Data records
= = = =
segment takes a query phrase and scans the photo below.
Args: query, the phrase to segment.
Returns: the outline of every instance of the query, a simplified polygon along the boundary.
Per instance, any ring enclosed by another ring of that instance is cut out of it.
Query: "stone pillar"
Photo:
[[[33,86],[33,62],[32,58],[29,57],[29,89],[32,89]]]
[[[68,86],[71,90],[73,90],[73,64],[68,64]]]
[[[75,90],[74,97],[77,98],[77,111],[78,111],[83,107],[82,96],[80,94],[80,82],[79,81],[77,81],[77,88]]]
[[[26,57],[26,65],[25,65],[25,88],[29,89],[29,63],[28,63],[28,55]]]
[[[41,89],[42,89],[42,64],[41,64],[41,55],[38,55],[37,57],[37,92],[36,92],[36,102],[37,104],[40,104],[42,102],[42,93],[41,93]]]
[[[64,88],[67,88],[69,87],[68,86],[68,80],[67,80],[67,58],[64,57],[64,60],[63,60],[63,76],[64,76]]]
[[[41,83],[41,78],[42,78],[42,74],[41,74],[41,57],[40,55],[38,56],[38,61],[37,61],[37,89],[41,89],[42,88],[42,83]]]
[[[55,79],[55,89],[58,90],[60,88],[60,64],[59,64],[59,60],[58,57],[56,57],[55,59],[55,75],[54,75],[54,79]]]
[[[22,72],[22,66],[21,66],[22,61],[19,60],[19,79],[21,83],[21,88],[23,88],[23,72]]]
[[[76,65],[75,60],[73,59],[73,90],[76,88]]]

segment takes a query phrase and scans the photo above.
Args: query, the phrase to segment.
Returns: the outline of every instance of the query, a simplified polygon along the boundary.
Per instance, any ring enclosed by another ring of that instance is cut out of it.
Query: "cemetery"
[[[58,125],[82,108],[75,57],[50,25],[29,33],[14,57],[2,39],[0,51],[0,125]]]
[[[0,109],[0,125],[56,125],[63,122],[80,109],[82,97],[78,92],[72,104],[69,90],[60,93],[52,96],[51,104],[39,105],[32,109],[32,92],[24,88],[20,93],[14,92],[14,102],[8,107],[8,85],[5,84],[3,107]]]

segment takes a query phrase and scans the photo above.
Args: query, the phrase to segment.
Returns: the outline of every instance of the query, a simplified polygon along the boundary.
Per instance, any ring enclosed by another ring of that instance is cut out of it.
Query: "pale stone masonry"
= = = =
Brief
Once you have read the data above, print all of it again exactly.

Exercise result
segment takes a query phrase and scans the photo below.
Args: query, the phrase to segment.
Returns: the outline of every instance of the query, a simplified polygon along the boundary.
Per instance, any ring enclosed by another ring of that instance is cut out of it.
Query: "stone pillar"
Photo:
[[[33,86],[33,62],[32,58],[29,57],[29,89],[32,89]]]
[[[68,86],[71,90],[73,90],[73,64],[68,64]]]
[[[75,90],[74,97],[77,98],[77,111],[78,111],[83,107],[82,96],[80,94],[80,82],[79,81],[77,81],[77,88]]]
[[[26,57],[26,65],[25,65],[25,88],[29,89],[29,63],[28,63],[28,55]]]
[[[41,89],[42,89],[42,64],[41,64],[41,55],[38,55],[37,57],[37,92],[36,92],[36,102],[37,104],[40,104],[42,102],[42,93],[41,93]]]
[[[64,88],[67,88],[69,87],[68,86],[68,80],[67,80],[67,58],[64,57],[64,60],[63,60],[63,76],[64,76]]]
[[[41,83],[41,78],[42,78],[42,74],[41,74],[41,57],[40,55],[38,56],[38,61],[37,61],[37,89],[41,89],[42,88],[42,83]]]
[[[55,79],[55,89],[58,90],[60,88],[60,64],[59,64],[59,60],[58,57],[56,57],[55,59],[55,75],[54,75],[54,79]]]
[[[22,72],[22,66],[21,66],[22,61],[19,60],[19,79],[21,83],[21,88],[23,88],[23,72]]]
[[[76,65],[75,60],[73,59],[73,90],[76,88]]]

segment takes a query phrase and scans the photo above.
Args: query, the phrase to segment.
Returns: the outline of every instance of the query, a simplified polygon along the boundary.
Per instance, any ring enclosed by another ring of that instance is cut out of it.
Query: "cemetery"
[[[58,125],[82,108],[75,57],[50,25],[29,33],[14,57],[2,39],[0,51],[0,125]]]
[[[0,109],[0,125],[56,125],[63,122],[80,109],[82,97],[78,92],[72,104],[69,90],[60,93],[52,96],[51,104],[39,105],[32,109],[32,92],[24,88],[20,93],[14,92],[14,102],[8,107],[8,85],[5,84],[3,107]]]

segment takes a query phrase and scans the photo above.
Args: query, the phrase to segment.
Returns: the outline of every instance of the query, a simplified polygon along the boundary.
Per instance, any ring enclosed by another ring of that instance is cut out of it.
Query: "pale stone masonry"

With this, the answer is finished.